**REQUIRED WORK:** Reprint each record exactly. Pictures are not reprinted.

Saved entries:
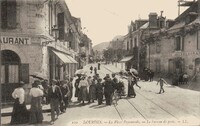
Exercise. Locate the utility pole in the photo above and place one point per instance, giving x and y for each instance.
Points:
(0, 79)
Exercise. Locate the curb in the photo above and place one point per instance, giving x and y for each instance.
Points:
(10, 113)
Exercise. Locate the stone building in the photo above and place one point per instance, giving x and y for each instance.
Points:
(37, 36)
(176, 49)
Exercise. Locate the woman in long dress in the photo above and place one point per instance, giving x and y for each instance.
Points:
(20, 114)
(131, 82)
(36, 108)
(83, 85)
(92, 90)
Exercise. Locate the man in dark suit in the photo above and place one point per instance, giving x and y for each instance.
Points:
(108, 89)
(55, 97)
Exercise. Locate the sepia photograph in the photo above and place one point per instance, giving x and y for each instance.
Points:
(100, 62)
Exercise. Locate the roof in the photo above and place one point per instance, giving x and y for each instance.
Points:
(145, 26)
(64, 57)
(177, 26)
(126, 59)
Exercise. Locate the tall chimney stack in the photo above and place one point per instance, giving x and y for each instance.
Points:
(198, 8)
(153, 21)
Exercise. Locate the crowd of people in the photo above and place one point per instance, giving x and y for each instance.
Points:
(59, 94)
(56, 93)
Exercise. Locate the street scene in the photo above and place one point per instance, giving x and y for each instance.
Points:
(63, 64)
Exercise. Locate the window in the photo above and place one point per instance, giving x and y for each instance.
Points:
(198, 40)
(127, 45)
(170, 66)
(61, 26)
(158, 47)
(157, 63)
(179, 43)
(8, 14)
(135, 42)
(131, 42)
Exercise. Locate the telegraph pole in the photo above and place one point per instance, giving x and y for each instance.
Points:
(0, 79)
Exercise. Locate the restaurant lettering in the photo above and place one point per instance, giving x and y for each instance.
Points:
(15, 40)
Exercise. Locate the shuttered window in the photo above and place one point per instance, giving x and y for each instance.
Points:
(3, 74)
(198, 40)
(61, 26)
(8, 14)
(179, 43)
(157, 63)
(24, 73)
(13, 72)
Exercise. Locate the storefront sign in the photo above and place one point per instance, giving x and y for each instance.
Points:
(15, 40)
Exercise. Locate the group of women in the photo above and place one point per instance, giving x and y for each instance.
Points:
(20, 114)
(39, 94)
(96, 88)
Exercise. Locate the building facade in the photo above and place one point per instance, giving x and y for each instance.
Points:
(176, 50)
(37, 36)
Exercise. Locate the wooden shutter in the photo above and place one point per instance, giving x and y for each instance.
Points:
(61, 26)
(4, 14)
(182, 42)
(24, 73)
(11, 14)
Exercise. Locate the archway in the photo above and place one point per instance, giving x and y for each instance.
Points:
(9, 74)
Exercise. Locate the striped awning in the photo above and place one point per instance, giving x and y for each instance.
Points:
(126, 59)
(64, 57)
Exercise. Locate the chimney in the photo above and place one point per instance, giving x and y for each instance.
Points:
(198, 8)
(153, 20)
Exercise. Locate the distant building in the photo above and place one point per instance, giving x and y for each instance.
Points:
(176, 49)
(36, 37)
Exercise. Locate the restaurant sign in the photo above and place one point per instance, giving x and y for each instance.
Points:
(15, 40)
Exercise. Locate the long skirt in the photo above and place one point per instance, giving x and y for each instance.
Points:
(131, 91)
(100, 97)
(20, 114)
(84, 93)
(92, 92)
(36, 111)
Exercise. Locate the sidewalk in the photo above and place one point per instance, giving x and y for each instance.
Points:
(192, 85)
(8, 111)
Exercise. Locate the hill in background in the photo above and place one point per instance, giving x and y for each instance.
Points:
(100, 47)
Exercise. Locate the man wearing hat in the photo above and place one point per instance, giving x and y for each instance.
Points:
(108, 89)
(55, 97)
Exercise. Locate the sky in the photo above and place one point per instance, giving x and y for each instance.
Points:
(102, 20)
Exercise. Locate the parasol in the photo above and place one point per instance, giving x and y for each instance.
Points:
(134, 71)
(38, 75)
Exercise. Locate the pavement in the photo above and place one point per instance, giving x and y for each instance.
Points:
(176, 107)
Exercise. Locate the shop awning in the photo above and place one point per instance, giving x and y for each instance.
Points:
(126, 59)
(72, 59)
(65, 58)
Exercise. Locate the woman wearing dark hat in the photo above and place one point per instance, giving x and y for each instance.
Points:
(131, 82)
(83, 85)
(36, 108)
(108, 89)
(20, 114)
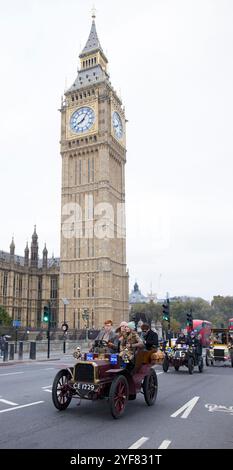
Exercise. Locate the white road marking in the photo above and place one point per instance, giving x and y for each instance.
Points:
(47, 389)
(8, 402)
(11, 373)
(165, 444)
(225, 409)
(21, 406)
(138, 443)
(188, 407)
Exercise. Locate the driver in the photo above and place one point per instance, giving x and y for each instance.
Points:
(181, 338)
(129, 340)
(108, 335)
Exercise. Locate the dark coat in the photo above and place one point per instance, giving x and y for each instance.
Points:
(113, 338)
(151, 339)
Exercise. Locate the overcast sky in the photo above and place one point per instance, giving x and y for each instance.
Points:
(171, 61)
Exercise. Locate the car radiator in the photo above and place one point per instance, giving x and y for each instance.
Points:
(84, 373)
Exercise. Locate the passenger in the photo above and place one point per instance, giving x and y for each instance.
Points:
(181, 338)
(129, 340)
(108, 335)
(195, 341)
(149, 337)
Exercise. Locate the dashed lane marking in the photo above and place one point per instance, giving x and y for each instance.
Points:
(7, 402)
(187, 408)
(138, 443)
(165, 444)
(47, 388)
(11, 373)
(21, 406)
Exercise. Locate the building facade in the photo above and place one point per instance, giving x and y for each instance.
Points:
(93, 276)
(28, 283)
(89, 282)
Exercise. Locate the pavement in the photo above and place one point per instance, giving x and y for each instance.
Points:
(41, 356)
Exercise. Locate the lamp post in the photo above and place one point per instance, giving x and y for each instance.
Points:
(64, 325)
(85, 316)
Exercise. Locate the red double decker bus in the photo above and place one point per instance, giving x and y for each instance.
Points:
(203, 328)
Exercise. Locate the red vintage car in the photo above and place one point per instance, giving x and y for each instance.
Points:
(103, 375)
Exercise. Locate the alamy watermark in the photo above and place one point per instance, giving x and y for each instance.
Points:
(101, 220)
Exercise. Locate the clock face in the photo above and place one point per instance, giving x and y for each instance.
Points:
(82, 120)
(117, 125)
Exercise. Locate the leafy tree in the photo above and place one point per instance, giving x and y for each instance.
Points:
(222, 310)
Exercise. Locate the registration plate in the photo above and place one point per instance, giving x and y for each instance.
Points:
(86, 387)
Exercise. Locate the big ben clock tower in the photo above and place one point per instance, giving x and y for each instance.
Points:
(93, 275)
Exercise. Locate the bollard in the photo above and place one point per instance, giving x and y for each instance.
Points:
(32, 354)
(5, 352)
(12, 352)
(20, 355)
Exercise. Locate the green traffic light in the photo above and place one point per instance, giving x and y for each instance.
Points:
(46, 314)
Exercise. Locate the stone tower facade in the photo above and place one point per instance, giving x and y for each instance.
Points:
(93, 276)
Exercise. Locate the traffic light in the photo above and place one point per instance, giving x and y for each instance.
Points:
(190, 319)
(166, 311)
(46, 314)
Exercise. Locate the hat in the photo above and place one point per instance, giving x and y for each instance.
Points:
(131, 325)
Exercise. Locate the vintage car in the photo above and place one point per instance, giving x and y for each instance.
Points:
(182, 355)
(103, 375)
(221, 347)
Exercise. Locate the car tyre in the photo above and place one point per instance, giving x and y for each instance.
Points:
(118, 396)
(61, 394)
(150, 387)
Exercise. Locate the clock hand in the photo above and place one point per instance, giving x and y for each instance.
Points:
(80, 122)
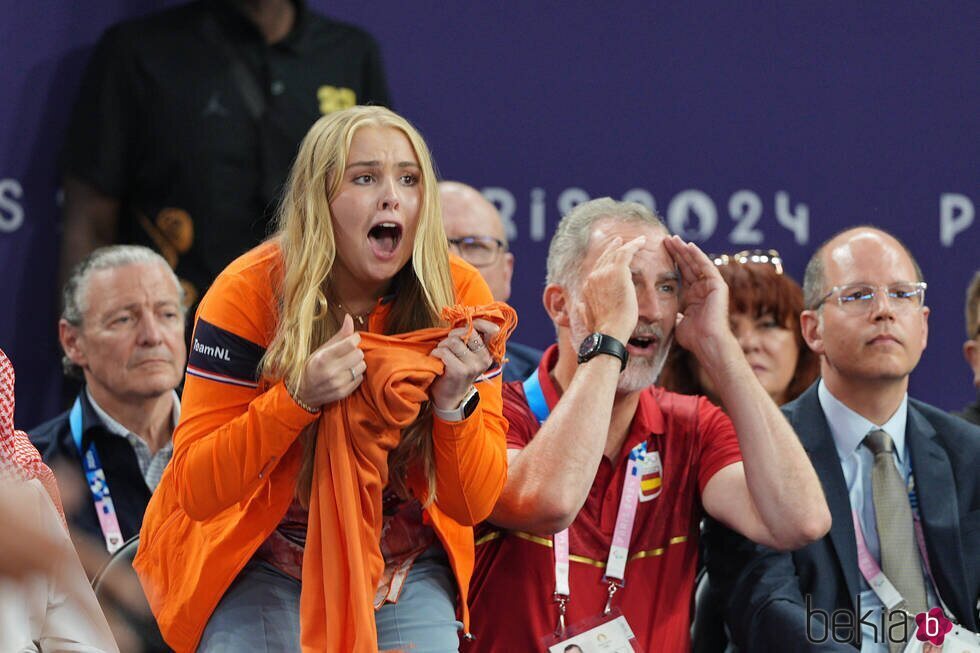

**EXERCISE ANSWER:**
Exercise. Locate the utility pole in the photo above and place one point per instance, giving x and y for each instance.
Points:
(0, 79)
Exercise. Locate the curb in the photo above and place one point per instance, giving x and y for each instance.
Points:
(10, 113)
Exercise. Locate the stone building in the photo above and place one point per instance, giving x and y for each instance.
Points:
(37, 36)
(176, 49)
Exercise. Locate the woman in long dress in the photo above and place one point per instance, giving x and y for each instance.
Points:
(20, 114)
(131, 82)
(36, 108)
(83, 85)
(92, 90)
Exercise. Locate the man in dark suit in the photo above and place one point per instance, giving x and y for each instance.
Points:
(108, 89)
(55, 97)
Exercise. Locate the sepia photograph in the photo above and place one point per instance, giving x and y for each instance.
Points:
(100, 62)
Exercise. Locate the roof in the photo above and place one point per instance, giving x and y for each instance.
Points:
(145, 26)
(64, 57)
(177, 26)
(126, 59)
Exercise. Locate the tall chimney stack in the photo above and place one point per instance, giving x and y for each instance.
Points:
(198, 8)
(153, 21)
Exercise. Locate the crowd of people in the photo above and place one point per instance, giving x and y for each instance.
Points:
(59, 94)
(56, 93)
Exercise. Locate the street scene in the photo above and place one point per instance, giving x and y for each instance.
Points:
(63, 64)
Exercise. Locate the window in the photo above and place one point per instance, giving x and y for each instance.
Points:
(198, 40)
(127, 45)
(170, 66)
(61, 26)
(158, 47)
(157, 63)
(179, 43)
(8, 14)
(135, 42)
(131, 42)
Exercise. Locate the telegraph pole in the photo above and place one point per instance, giving x and y for each instance.
Points:
(0, 79)
Exercise. Locate the restaurant lettering in the photo above and place one point per instance, giving x and y for each instance.
Points:
(15, 40)
Exercise. Locate the shuttered window in the photo above and place one point per instance, giving x and y for each instance.
Points:
(3, 74)
(198, 40)
(61, 26)
(8, 14)
(179, 43)
(157, 63)
(24, 73)
(13, 72)
Exercise. Locate the storefront sign in the photo above and place one point per instance, giving x and y for each instance.
Points:
(15, 40)
Exercise. Locate the group of women in the photo above and place one point per instance, giving x and y for each instance.
Points:
(20, 114)
(39, 94)
(96, 88)
Exercise. Locate the building facade in the photo above and place one point per instance, giving x and y for each instance.
Points:
(176, 50)
(37, 36)
Exercise. Locate the wooden shutter in the photo above and place one point per instance, giving x and y for each instance.
Points:
(61, 26)
(4, 14)
(182, 42)
(24, 73)
(11, 14)
Exercise. Locate the archway in the photo above and place one point per instance, giving x and y for each instance.
Points:
(9, 74)
Exercise. Locate the striped awning in the photo above and place one point per instance, giving x and y for each instance.
Points:
(126, 59)
(64, 57)
Exercise. Locate the chimney in the photo above and place one point per instance, giving x and y for each instance.
Points:
(198, 8)
(153, 20)
Exercise. Locate the distant building in the photo above and place one point per instance, giving x and y for each instance.
Points:
(176, 49)
(36, 37)
Exercise. Locate the restaurant sign in the photo above and place one point per instance, giving x and y for each instance.
Points:
(15, 40)
Exercise. Locate the long skirt in the photo above and place one point per instance, giving x and y for each instance.
Points:
(131, 91)
(100, 97)
(20, 114)
(84, 93)
(92, 92)
(36, 111)
Exercise. Locate the sidewalk in the photo above and place one point per instance, giving x and y for each instance.
Points:
(192, 85)
(8, 111)
Exercise. Locate the hill in background in the photo above and place one point per instance, giving x and y for each instance.
Points:
(100, 47)
Exercise. Locate the man wearing hat in the photo above and place one point per instance, giving x and y for each instance.
Points:
(108, 89)
(55, 97)
Exercise. Locate the sky in the photo above and place one point per instance, giving x and y for each instance.
Points:
(102, 20)
Exercise. Locate the parasol in the photo above and place one point per instance, giving x and y for each instance.
Points:
(134, 71)
(38, 75)
Exercise. Locate the pavement in the photo above and place one point per instance, giving x and y for each instance.
Points:
(176, 107)
Exercise. Locate the shop awning in the photo above and place one point per instance, giving x and y for each instance.
Points:
(126, 59)
(72, 59)
(65, 58)
Exercise. Locate the woman wearing dark hat in the photo above and place one point per instance, giving x and y for each instance.
Points:
(131, 82)
(83, 85)
(36, 108)
(108, 89)
(20, 114)
Exercise. Locate the white road marking in the photo above and place one point per instance, giving x and y for each instance.
Points:
(47, 389)
(8, 402)
(11, 373)
(165, 444)
(225, 409)
(21, 406)
(138, 443)
(188, 407)
Exercise. Locate the driver in the photo above and place one point per instance, giving x and y for each instance.
Points:
(181, 338)
(129, 340)
(108, 335)
Exercise. Locate the dark coat in the photo above and place one point per instance, giving x and y for each instance.
Points:
(113, 338)
(151, 339)
Exercise. Locate the overcast sky in the photo above and place one point per instance, giving x and y for each instance.
Points:
(171, 61)
Exercise. Locate the car radiator in the photo above and place one point per instance, giving x and y for each instance.
Points:
(84, 373)
Exercise. Locate the passenger in the photo above and place one point per instance, giving x and y for each instance.
Points:
(181, 338)
(129, 340)
(108, 335)
(195, 341)
(149, 337)
Exercise. Locate the dashed lane marking in the photo above and place one point per instance, giving x and y for each instance.
Points:
(7, 402)
(187, 408)
(138, 443)
(165, 444)
(47, 388)
(11, 373)
(21, 406)
Exercise. Locate the building facade in the photo above and place one point per instance, giving x and y for each instance.
Points:
(93, 276)
(28, 283)
(89, 282)
Exercise. Locate the pavement in the photo above and place one point per instance, giving x and y for each instance.
Points:
(41, 356)
Exercise. Locate the lamp post in the photo above and place one point per instance, giving x and y for each instance.
Points:
(64, 325)
(85, 316)
Exercise. Locate the red double decker bus in the photo above and place one point per instance, giving x and y for each instance.
Points:
(203, 328)
Exercise. Locate the red vintage car in the photo above and place one point per instance, giving x and y for each instance.
Points:
(103, 375)
Exercise. Locate the alamy watermark in the photo above and place one point per instance, giving x and y for each instance.
Points:
(101, 220)
Exercise. Locate the clock face in the photo above and place one point per instance, giving x and y for each instance.
Points:
(82, 120)
(117, 125)
Exercise. Locate the leafy tree in the photo above and place one point per instance, giving x and y for each instance.
Points:
(222, 310)
Exercise. Locate the registration plate in the photo above and place one point per instance, giving x and y for each instance.
Points:
(86, 387)
Exercise. Locate the big ben clock tower in the photo above and place one point per instance, giving x and y for each instance.
Points:
(93, 275)
Exercise. Locate the bollard in the photo above and place one point per instance, giving x and y for each instance.
Points:
(32, 354)
(5, 352)
(12, 352)
(20, 355)
Exercise. Locate the green traffic light in the photo above and place one point per instance, giving x and y for each instance.
Points:
(46, 314)
Exercise. Locate the stone tower facade in the photo above and place one point per instance, giving x and y for each instance.
Points:
(93, 276)
Exercise. Locate the traffic light in the photo above and place one point per instance, giving x and y for each instance.
Points:
(190, 319)
(166, 311)
(46, 314)
Exercise. Locate the hat in the photo above and place one point per instance, giving x and y for each instance.
Points:
(131, 325)
Exercise. Locate the vintage car in the photo above and place one point per instance, giving x and y for each instance.
Points:
(182, 355)
(103, 375)
(221, 347)
Exercise. Locate the car tyre in the photo above and place one point per instance, giving x and y for each instance.
Points:
(118, 396)
(61, 394)
(150, 387)
Exercise. Locate the clock hand in the photo above and place one point per instance, giving x and y for each instance.
Points:
(80, 122)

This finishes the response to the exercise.